Source passage

=-=-=

“I am an Idiot (at times)” by P.C.A.W.

As a small child at school, I was the last person on the “crack the whip” chain. Needless to say, I lost my grip and went flying. My left elbow and shoulder suddenly screamed at me. Movement hurt! A trip to the doctor’s office sent me on to the hospital for x-rays. As it turned out, nothing was broken, just severely sprained. I am such an idiot to play a game that can injure a person.
In the late ’70’s or early ’80’s the extreme idiocy bug bit again. I was at my mother’s and I was holding two frozen hamburger patties in my left hand. Using a sharp knife, I was prying the two ‘burgs apart, when, you guessed it, the ‘burgs let go of each other and the knife slashed down and buried itself in my palm just above my wrist. With very little blood gushing forth, the undeniable pain soon followed as the shock wore away. Back to the doctor’s for stitches. What in the world possessed you to separate frozen hamburgers in that manner? You stupid idiot!
Father’s Day, 1982. I was riding my bicycle home from church and disaster from the idiot bug struck again. I remember thinking I should do a corner to corner cross, but no-o-o-o, I just couldn’t do that. The bicycle is classified as a vehicle, and I was supposed to obey the rules of the road. Therefore, I could make a left turn just like any other car. A pickup truck, which should have stopped for the yellow turning red light, and I tried to occupy the same spot on the street at the same time. Truck won, killed my bicycle, put me in the hospital for five and a half weeks. I am lucky to be alive and walking. Next time, idiot, listen to what you are telling yourself.

=-=-=

Things to do
1. In the essay about accidents, rewrite the part that opens with the words containing "As a small child" and closes with "injure a person.", changing "elbow" to "knee".
2. Extend the essay about accidents beyond its final sentence.

Extracted data
=-=-=

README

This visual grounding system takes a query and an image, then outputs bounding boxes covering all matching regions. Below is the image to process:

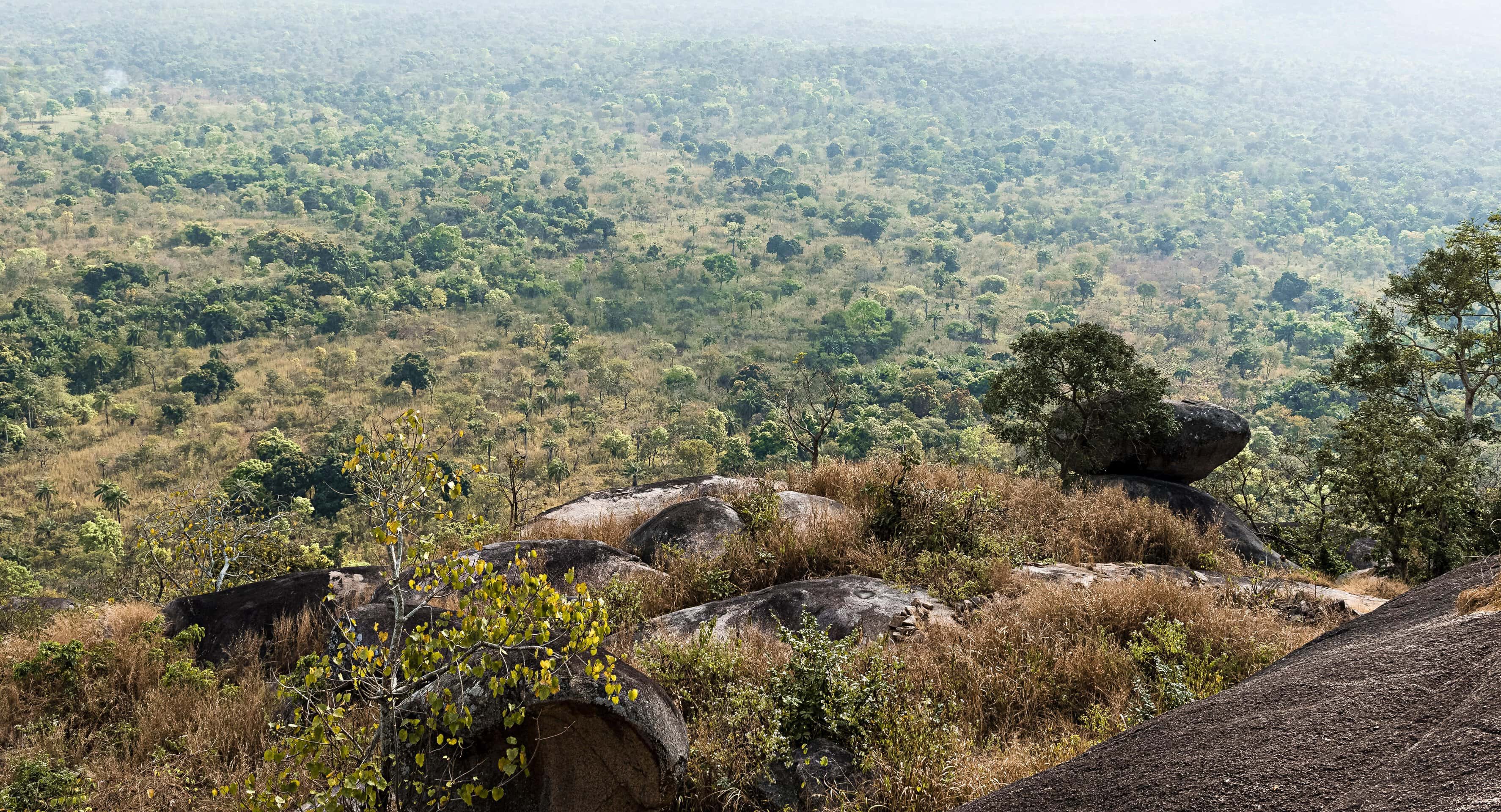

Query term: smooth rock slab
[620,497,745,564]
[527,474,755,533]
[1016,563,1386,615]
[162,568,384,662]
[959,558,1501,812]
[776,491,849,533]
[635,575,955,642]
[374,539,663,602]
[1105,401,1250,485]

=-=-=

Written answers
1.
As a small child at school, I was the last person on the “crack the whip” chain. Needless to say, I lost my grip and went flying. My left knee and shoulder suddenly screamed at me. Movement hurt! A trip to the doctor’s office sent me on to the hospital for x-rays. As it turned out, nothing was broken, just severely sprained. I am such an idiot to play a game that can injure a person.

2.
Once again, in the spring of 2003, idiocy re-strikes! I didn’t listen to myself–change your shoes before you leave the apartment. Directly across from the building, I stepped on a stone which pitched me off my sandal. I tried to catch my balance, but, alas, I fell forward with my nose leading. I swiftly turned my head. My glasses connected with the street and extended my already present scar in the right eyebrow, although at the time I did not know this. Two ambulances arrived! I was asked if I had been drinking. Why? What makes you think I’ve been drinking? I did not know I had landed in broken beer bottles. Back to the hospital for more stitches. The doctor, seeing the old scar, remarked, “It looks like you have done this before.” I found it difficult to leave the black eye at home when I went to work the next day.
In January 2006, I arrived at work and couldn’t find my keys in my coat pocket to get into the office. Caught the bus home, only to discover I did not have my front door key to get in. Therefore, I did not have the apartment key because both keys were on the same key-ring. Woke up my son to admit me to the building. Inside the apartment, I picked up my house keys from where I had left them sitting on the table by the door. Racing through the apartment looking for my office keys, I happened to catch my reflection in the mirror. You stupid idiot! They are hanging around your neck!!
Can I be any more of an accident-prone idiot? No wait! Don’t answer that.